- _What this task involves_: Recast the listing below as a two-column CSV with the headers text and answer, giving each its own row. Quote every field and replace line breaks with spaces.
### Material provided
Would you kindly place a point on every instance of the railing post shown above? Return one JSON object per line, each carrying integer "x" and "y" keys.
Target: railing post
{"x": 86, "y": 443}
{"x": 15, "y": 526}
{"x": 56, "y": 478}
######
- _Task output_:
text,answer
"Would you kindly place a point on every instance of the railing post shown above? Return one JSON object per line, each carrying integer ""x"" and ""y"" keys. Target: railing post","{""x"": 86, ""y"": 443} {""x"": 15, ""y"": 526} {""x"": 56, ""y"": 478}"